PROBLEM TO WORK ON: Word for word, transcribe every line from the one holding "Where in the photo above can the chateau" through the end of the records, but not the pictures.

PROVIDED INFORMATION:
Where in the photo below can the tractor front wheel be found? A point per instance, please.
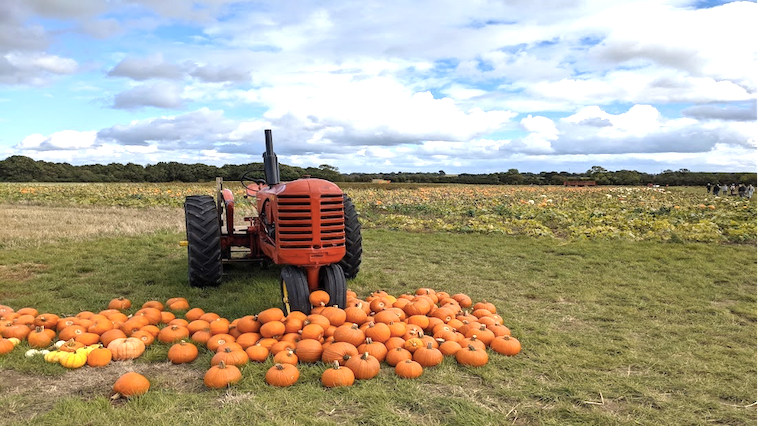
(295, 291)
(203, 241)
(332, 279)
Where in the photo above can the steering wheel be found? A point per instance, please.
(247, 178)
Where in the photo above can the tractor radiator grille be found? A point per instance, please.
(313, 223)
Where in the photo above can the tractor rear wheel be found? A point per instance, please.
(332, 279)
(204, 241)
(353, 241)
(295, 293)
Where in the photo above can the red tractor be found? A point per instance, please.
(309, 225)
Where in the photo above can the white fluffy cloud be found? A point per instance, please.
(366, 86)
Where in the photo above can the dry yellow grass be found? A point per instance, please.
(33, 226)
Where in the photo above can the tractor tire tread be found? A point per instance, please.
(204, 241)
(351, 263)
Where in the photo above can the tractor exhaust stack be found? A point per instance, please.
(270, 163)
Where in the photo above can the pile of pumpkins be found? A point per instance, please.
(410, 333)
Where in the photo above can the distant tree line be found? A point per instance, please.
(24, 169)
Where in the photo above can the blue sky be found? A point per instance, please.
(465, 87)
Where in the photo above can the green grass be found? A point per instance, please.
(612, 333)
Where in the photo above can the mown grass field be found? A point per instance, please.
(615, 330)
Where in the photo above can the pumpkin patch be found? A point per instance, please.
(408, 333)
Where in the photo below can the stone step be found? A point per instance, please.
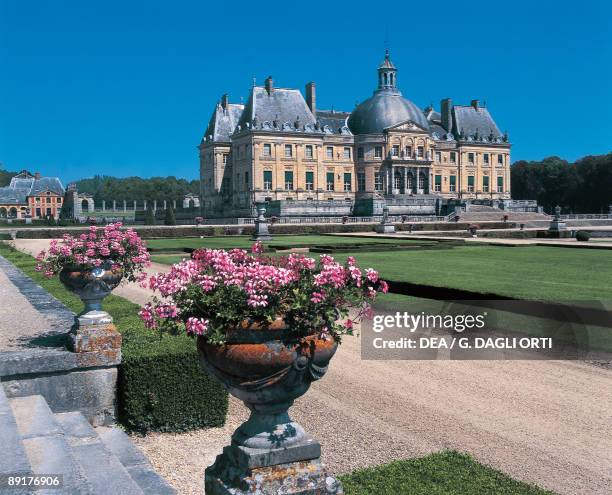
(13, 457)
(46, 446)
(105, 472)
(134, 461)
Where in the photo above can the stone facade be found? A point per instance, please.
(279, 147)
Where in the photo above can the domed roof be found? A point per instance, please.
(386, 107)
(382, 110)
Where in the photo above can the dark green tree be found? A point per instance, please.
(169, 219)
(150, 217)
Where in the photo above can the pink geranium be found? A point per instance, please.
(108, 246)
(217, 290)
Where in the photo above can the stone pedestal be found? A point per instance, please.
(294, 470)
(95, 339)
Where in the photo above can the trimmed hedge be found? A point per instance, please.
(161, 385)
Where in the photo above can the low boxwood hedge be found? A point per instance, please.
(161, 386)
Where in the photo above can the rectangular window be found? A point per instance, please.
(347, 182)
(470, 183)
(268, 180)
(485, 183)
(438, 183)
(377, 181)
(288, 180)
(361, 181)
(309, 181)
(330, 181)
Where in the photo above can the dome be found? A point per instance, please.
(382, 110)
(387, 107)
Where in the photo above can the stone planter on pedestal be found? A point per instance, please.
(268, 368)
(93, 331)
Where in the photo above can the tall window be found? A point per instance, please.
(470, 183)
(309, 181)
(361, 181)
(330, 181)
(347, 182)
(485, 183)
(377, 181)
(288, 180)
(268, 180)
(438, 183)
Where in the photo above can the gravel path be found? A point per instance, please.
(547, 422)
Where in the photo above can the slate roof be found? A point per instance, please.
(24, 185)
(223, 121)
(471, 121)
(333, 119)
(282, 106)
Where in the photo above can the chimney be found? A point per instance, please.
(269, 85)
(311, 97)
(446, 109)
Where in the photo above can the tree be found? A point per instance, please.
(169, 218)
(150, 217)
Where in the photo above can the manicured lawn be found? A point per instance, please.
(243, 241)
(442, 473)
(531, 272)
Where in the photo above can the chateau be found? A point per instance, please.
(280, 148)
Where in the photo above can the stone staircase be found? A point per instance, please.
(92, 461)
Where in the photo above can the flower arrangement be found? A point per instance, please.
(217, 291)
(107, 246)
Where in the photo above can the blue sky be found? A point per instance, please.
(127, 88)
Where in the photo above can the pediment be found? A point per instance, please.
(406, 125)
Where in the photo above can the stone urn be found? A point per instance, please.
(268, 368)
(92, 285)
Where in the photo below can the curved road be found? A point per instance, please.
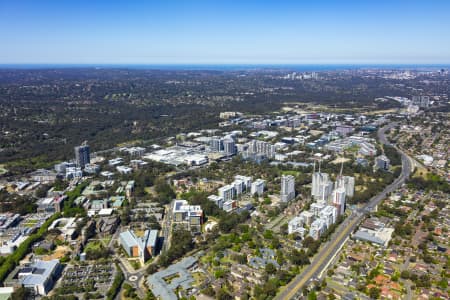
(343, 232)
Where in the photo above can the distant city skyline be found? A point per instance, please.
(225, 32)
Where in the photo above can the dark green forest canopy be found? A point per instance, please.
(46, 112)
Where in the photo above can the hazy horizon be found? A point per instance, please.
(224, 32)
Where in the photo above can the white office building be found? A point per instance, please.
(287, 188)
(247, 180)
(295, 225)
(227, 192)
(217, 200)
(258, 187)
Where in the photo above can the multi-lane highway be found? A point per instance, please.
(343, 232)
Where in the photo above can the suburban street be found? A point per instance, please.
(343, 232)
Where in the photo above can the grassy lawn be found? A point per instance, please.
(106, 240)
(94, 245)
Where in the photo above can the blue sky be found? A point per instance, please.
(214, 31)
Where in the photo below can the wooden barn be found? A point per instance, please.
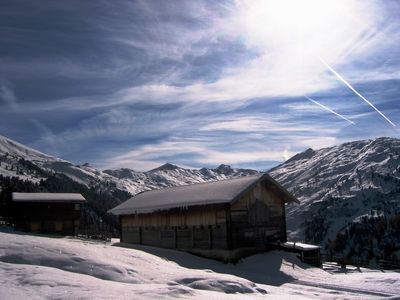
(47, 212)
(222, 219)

COMPLETED TASK:
Where in the photo above can the chateau be found? A point per instance, please.
(280, 148)
Where in the photo above can the stone staircase be found? A point per instance, please.
(92, 461)
Where in the photo above can the flower arrangement be found? A point per instance, please.
(217, 291)
(107, 246)
Where in the photo above can the blue sky be found? A point per instance, please.
(127, 88)
Where in the photo above can the pediment be found? A point per instance, please.
(406, 125)
Where in the photo above can the stone urn be found? A point per instance, please.
(268, 368)
(92, 285)
Where in the photo below can the curved road be found? A point per instance, please.
(343, 232)
Where in the photo above can the distant city skyline be found? A point per instance, please.
(225, 32)
Where in the photo above can the dark green forest canopy be found? A point per instance, please.
(46, 112)
Where in the photo above can the hazy horizon be found? A point per instance, please.
(224, 32)
Where in the photo above can the white office building be found? A point per instance, please.
(287, 188)
(247, 180)
(295, 225)
(227, 192)
(217, 200)
(258, 187)
Where in the photo above can the multi-lane highway be found? A point per instance, please.
(343, 232)
Where in the photo above can the suburban street be found? A point per instance, please.
(343, 232)
Where in the photo above can the grassy lawn be found? A point per instance, please.
(106, 240)
(94, 245)
Where in the photo above can the blue sky be found? A point per instance, please.
(214, 31)
Where in the photo below can the wooden barn be found? A point per instance, please.
(47, 212)
(222, 219)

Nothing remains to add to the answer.